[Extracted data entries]
^^^^^^^^^^^^^^^^

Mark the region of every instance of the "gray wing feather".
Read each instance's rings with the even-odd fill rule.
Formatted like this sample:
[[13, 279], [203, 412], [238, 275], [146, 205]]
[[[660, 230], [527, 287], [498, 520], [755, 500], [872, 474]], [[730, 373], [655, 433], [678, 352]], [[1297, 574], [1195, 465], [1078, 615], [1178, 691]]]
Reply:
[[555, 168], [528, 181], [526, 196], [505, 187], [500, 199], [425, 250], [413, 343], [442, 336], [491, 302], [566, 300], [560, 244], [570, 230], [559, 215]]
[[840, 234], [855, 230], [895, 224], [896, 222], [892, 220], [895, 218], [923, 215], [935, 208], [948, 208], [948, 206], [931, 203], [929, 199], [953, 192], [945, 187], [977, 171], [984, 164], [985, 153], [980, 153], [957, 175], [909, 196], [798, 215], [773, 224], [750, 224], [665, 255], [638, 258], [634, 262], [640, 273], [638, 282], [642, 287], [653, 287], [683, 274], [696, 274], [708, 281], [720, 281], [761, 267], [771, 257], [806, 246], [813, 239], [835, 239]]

^^^^^^^^^^^^^^^^

EXERCISE: Set down every line of the records above again, copying each one without any change.

EXERCISE SOLUTION:
Mark the region of every instance of the "gray wing feather".
Read each instance's rings with the even-odd fill rule.
Formatted like this sample:
[[13, 279], [203, 412], [238, 275], [146, 205]]
[[[660, 230], [527, 287], [498, 520], [755, 500], [872, 474]], [[730, 373], [655, 433], [678, 352]], [[1297, 574], [1195, 465], [1078, 615], [1178, 691]]]
Reply:
[[555, 168], [528, 181], [526, 196], [505, 187], [500, 199], [425, 250], [413, 343], [442, 336], [491, 302], [566, 300], [560, 244], [570, 230], [559, 215]]
[[840, 234], [855, 230], [895, 224], [896, 222], [892, 220], [895, 218], [923, 215], [935, 208], [948, 208], [948, 206], [931, 203], [929, 199], [953, 192], [945, 187], [977, 171], [984, 164], [985, 153], [980, 153], [957, 175], [909, 196], [798, 215], [773, 224], [750, 224], [665, 255], [638, 258], [634, 262], [640, 273], [638, 282], [642, 287], [653, 287], [683, 274], [696, 274], [708, 281], [720, 281], [761, 267], [771, 257], [806, 246], [813, 239], [835, 239]]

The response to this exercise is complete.